- _TEKS BACAAN_
——————
Perencanaan Operasi Barbarossa, telah dimulai secara tentatif oleh Halder dengan menempatkan ulang Tentara Ke-18 ke posisi yang paling mungkin untuk melakukan serangan[21]. Pada 31 Juli 1940, Hitler menggelar sebuah pertemuan dengan Keitel, Halder, Jodl, Raeder, Brauchitsch dan Jeschonnek untuk mendiskusikan invasi jerman lebih lanjut. Para peserta pertemuan tidak keberatan dengan rencana operasi tersebut[22]. Hitler kemudian meminta riset tentang perang untuk segera diselesaikan[23] dan Georg Thomas diberi tanggung jawab untuk menyelesaikan dua riset perekonomian. Riset pertama Thomas menjelaskan tentang permasalahan pasokan bahan bakar dan karet, yang kemudian secara blak-blakan ditentang oleh Keitel dengan alasan Hitler tidak akan mau melihat hasil riset itu. Tentangan dari Keitel kemudian mempengaruhi riset kedua Thomas yang menawarkan rekomendasi untuk melakukan invasi yang didasarkan atas meningkatnnya perekonomian yang sebenarnya hanya dibuat-dibuat saja[24].
——————
- _MATERI TERSEDIA_

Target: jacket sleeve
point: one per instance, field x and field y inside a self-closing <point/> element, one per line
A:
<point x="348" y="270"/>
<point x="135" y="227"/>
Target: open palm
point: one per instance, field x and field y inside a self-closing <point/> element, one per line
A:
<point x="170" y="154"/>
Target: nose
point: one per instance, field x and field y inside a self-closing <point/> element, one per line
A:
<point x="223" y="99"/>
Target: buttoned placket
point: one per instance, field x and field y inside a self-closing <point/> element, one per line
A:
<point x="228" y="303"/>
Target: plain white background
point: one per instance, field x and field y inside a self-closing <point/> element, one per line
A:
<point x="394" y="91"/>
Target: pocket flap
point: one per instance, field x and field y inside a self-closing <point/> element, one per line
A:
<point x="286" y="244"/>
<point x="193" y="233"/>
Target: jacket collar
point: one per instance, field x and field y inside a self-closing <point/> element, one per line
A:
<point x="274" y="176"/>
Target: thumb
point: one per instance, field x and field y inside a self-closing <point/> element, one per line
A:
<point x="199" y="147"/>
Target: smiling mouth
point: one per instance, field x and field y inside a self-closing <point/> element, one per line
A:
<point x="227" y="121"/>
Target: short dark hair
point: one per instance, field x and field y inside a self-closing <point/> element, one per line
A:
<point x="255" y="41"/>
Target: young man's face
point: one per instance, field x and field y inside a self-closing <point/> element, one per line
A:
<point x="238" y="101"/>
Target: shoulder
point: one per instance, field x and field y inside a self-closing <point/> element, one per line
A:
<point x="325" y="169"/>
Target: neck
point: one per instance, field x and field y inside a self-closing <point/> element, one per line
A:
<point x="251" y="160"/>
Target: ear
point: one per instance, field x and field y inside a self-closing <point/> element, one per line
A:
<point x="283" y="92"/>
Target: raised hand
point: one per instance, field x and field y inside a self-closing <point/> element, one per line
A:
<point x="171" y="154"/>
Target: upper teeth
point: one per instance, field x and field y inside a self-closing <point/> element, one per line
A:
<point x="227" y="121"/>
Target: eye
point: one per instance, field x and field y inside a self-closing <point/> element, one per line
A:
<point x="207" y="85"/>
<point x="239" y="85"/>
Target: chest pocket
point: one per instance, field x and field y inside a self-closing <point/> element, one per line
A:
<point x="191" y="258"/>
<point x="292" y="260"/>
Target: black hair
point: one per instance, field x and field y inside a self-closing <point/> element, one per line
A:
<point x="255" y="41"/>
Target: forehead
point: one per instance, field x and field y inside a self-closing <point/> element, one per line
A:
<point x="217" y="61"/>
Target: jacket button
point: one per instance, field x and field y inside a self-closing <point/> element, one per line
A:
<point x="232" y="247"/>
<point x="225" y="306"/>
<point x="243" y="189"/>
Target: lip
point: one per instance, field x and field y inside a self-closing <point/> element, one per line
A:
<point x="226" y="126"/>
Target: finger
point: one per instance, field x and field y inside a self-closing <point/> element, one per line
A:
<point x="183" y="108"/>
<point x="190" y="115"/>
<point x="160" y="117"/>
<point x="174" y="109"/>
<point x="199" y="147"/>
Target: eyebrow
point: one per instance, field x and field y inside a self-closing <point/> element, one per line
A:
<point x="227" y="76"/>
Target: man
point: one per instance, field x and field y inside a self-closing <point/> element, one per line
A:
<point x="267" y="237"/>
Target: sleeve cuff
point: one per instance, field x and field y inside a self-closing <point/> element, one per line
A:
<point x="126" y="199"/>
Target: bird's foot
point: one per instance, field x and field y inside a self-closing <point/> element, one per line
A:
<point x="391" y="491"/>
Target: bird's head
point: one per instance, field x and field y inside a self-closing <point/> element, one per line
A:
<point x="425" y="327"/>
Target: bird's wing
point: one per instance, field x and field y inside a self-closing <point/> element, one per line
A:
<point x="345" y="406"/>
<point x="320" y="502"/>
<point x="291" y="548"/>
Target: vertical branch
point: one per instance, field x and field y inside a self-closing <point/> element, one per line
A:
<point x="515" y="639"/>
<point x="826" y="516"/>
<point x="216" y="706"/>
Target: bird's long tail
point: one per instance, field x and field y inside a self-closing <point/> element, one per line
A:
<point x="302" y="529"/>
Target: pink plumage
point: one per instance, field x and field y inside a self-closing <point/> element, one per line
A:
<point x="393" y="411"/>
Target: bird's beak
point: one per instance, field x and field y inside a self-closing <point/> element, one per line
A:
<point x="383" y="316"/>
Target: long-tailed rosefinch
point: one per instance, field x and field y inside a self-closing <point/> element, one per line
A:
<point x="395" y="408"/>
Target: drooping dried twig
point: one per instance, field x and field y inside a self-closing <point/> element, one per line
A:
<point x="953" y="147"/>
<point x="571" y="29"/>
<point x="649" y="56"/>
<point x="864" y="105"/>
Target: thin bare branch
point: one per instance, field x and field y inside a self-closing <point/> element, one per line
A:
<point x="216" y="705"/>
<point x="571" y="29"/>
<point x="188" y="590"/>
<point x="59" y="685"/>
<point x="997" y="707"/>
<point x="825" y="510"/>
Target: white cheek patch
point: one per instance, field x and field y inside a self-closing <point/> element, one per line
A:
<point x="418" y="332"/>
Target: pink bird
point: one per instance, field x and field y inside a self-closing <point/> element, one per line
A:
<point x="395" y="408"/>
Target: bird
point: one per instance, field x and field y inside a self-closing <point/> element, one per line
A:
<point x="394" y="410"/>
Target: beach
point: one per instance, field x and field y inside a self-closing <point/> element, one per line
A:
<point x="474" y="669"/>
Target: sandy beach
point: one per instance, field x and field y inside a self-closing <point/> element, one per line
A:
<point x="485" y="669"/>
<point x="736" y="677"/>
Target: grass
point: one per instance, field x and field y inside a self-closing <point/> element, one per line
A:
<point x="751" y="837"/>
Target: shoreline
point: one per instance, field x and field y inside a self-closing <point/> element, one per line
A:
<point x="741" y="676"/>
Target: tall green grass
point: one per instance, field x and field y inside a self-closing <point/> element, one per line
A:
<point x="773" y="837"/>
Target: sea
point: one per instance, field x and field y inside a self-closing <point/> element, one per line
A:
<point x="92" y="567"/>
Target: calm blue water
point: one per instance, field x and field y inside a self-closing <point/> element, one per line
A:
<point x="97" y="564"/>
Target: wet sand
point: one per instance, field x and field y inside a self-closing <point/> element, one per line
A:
——————
- _SOAL LATIHAN_
[a] Terjemahkan kalimat "Para peserta pertemuan tidak keberatan dengan rencana operasi tersebut." dari teks bacaan tentang Operasi Barbarossa ke dalam bahasa Inggris.
[b] Jelaskan dalam satu sampai tiga kalimat mengapa Keitel menentang riset pertama Thomas menurut teks bacaan tentang Operasi Barbarossa.
[c] Berdasarkan teks bacaan tentang Operasi Barbarossa, pada tanggal berapa Hitler menggelar pertemuan untuk mendiskusikan invasi lebih lanjut?

- _KUNCI JAWABAN_
[a] The participants of the meeting had no objection to the plan for that operation.

[b] Keitel menentang riset pertama Thomas, yang membahas masalah pasokan bahan bakar dan karet, karena ia beralasan bahwa Hitler tidak akan mau melihat hasil riset itu.

[c] 31 Juli 1940.